More Electrification Delays: while pole foundations are done, everything else is behind and slipping even from the new delayed schedule. The monthly reports for the project have been significantly abbreviated. The long pole in the tent is the grade crossing warning system, and it just so happens that the new program manager at Caltrain previously managed Denver's electrification project and has direct and personal experience with overcoming the great Denver grade crossing fiasco. From the December report to January, overhead contact system completion has slipped by 4 months. Oddly, after years of study and paying a nine-figure amount to PG&E for substation upgrades, the project is still embroiled in back-and-forth with the utility over how the large single-phase loads of accelerating and braking electric trains might throw the electric grid out of balance. One thing is clear, PG&E knows just how hard to squeeze Caltrain.
Electric Train Modifications: feature by feature, the EMUs are being downgraded to act like an old Bombardier bilevel train. The first EMU trainsets, numbers 3 and 4, are due in California sometime in April March 19th. They will sport two noteworthy changes not seen in any official photos or renderings. The upper set of doors have been sealed off (likely permanently) with window plug panels, and the automatic couplers have been downgraded to old-school AAR knuckle couplers.

- - - - -

**Problems and tasks**
(1) In the Caltrain electrification update, by how much did overhead contact system completion slip between the December and January reports?
(2) Write the next paragraph of the Caltrain electrification update, picking up right after its final sentence.

- - - - -

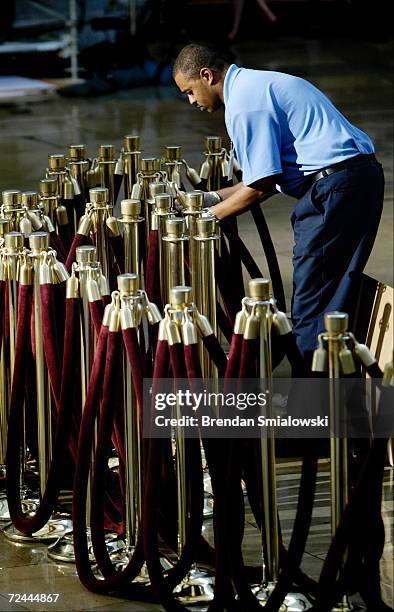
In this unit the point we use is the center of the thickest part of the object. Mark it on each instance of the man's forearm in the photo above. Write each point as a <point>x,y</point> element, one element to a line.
<point>226,192</point>
<point>240,200</point>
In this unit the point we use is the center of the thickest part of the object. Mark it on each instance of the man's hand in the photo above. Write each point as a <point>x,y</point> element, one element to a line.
<point>240,198</point>
<point>211,198</point>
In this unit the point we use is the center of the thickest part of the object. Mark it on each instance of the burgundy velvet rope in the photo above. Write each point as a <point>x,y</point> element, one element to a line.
<point>356,515</point>
<point>64,232</point>
<point>116,243</point>
<point>49,337</point>
<point>79,240</point>
<point>152,278</point>
<point>117,582</point>
<point>27,524</point>
<point>130,339</point>
<point>234,356</point>
<point>226,282</point>
<point>216,456</point>
<point>270,255</point>
<point>96,310</point>
<point>2,309</point>
<point>152,495</point>
<point>244,253</point>
<point>225,323</point>
<point>216,353</point>
<point>236,260</point>
<point>112,380</point>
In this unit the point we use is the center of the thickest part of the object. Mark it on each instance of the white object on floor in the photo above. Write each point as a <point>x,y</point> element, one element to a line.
<point>15,86</point>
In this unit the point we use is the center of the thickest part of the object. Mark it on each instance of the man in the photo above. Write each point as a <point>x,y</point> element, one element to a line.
<point>288,136</point>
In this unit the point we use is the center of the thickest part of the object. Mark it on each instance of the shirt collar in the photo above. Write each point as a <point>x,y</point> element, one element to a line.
<point>231,74</point>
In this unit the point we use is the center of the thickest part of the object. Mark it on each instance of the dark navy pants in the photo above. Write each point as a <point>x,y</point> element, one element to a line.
<point>335,225</point>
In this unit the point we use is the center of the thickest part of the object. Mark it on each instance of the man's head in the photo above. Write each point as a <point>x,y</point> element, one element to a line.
<point>199,72</point>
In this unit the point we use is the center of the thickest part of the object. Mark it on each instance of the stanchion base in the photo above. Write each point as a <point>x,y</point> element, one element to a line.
<point>208,505</point>
<point>63,549</point>
<point>4,512</point>
<point>293,602</point>
<point>196,588</point>
<point>122,557</point>
<point>54,529</point>
<point>346,607</point>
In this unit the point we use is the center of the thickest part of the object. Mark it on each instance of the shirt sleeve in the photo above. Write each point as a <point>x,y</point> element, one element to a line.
<point>257,141</point>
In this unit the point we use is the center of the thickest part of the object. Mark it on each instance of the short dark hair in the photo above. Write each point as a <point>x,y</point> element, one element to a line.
<point>194,57</point>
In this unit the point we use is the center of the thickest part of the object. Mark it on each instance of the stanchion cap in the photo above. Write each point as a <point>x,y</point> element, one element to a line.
<point>57,162</point>
<point>86,254</point>
<point>11,197</point>
<point>98,195</point>
<point>128,284</point>
<point>4,226</point>
<point>106,152</point>
<point>175,228</point>
<point>180,295</point>
<point>148,164</point>
<point>163,202</point>
<point>77,152</point>
<point>48,188</point>
<point>206,228</point>
<point>172,154</point>
<point>213,144</point>
<point>259,288</point>
<point>157,187</point>
<point>14,240</point>
<point>336,322</point>
<point>194,200</point>
<point>30,199</point>
<point>130,209</point>
<point>39,241</point>
<point>131,143</point>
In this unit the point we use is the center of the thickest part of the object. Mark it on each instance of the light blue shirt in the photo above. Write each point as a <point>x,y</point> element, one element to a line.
<point>282,124</point>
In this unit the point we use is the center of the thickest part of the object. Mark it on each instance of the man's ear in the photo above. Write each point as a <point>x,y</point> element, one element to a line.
<point>207,75</point>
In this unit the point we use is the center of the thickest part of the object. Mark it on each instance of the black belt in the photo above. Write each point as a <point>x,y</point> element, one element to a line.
<point>347,163</point>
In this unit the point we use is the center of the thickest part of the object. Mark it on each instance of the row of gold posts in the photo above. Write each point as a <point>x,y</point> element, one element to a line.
<point>34,265</point>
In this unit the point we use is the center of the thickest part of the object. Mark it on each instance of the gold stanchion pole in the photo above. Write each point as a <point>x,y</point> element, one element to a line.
<point>130,219</point>
<point>194,204</point>
<point>339,360</point>
<point>162,210</point>
<point>214,168</point>
<point>172,162</point>
<point>88,283</point>
<point>39,243</point>
<point>131,157</point>
<point>134,309</point>
<point>107,164</point>
<point>57,169</point>
<point>4,382</point>
<point>78,165</point>
<point>179,326</point>
<point>173,271</point>
<point>262,314</point>
<point>14,245</point>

- - - - -

**Results by task**
(1) By 4 months.

(2)
Governance Politics: the three-county custody fight over Caltrain rages unabated, sucking all the oxygen away from critical planning for what comes after electrification. Momentum for the business plan effort seems to have stalled entirely. The two key upgrades yet to come are level boarding and a four-track elevated grade separation throughout downtown Redwood City, neither of which are being sufficiently attended to while the board's attention is fixated on questions of power and influence.
CBOSS Dumpster Fire Update: speaking of fires and PTC, the CBOSS case is still making its way through San Mateo County Superior Court (under case file 17CIV00786). Last year, Caltrain and Parsons (the CBOSS prime contractor) agreed to stop fighting each other and ganged up against Alstom (formerly GE Transportation Systems), the supplier of the flawed CBOSS software. Ten years after contract award, six years after breach of contract, and five years after lawsuits started flying, the case is coming close enough to trial that the parties have each prepared a trial brief that very nicely summarizes the making of this fiasco from their respective viewpoints. Here are hot-off-the-press direct links to the Caltrain & Parsons Trial Brief and the Alstom Trail Brief.
Update 3/19 - Board Workshop on Caltrain Finances: the slide deck for the upcoming board workshop to discuss what to do about the railroad's new fiscal reality (high fixed costs and only ~1/3 of the usual farebox revenue) is now posted. What is most remarkable is what is not in the slides, which are basically a giant shrug ¯\_(ツ)_/¯ in the face of the deficit forecasts shown in slide 46. If this is truly an existential fiscal emergency, one wonders why the cost of assistant conductors is not on the budget negotiating table. In 2019, the cost of assistant conductors was $7 million/year, and has since grown proportionally with more train service and annual pay raises, likely to about $8.5 million/year for 2022. With a further service increase to 116 trains/day when electrification begins, the cost of assistant conductors will exceed $10 million/year in 2025. While Caltrain is vulnerable to its labor unions and reluctant to raise such a sensitive matter, the time has come for the second conductor to follow the fate of other redundant and obsolete train crew positions such as fireman and brakeman.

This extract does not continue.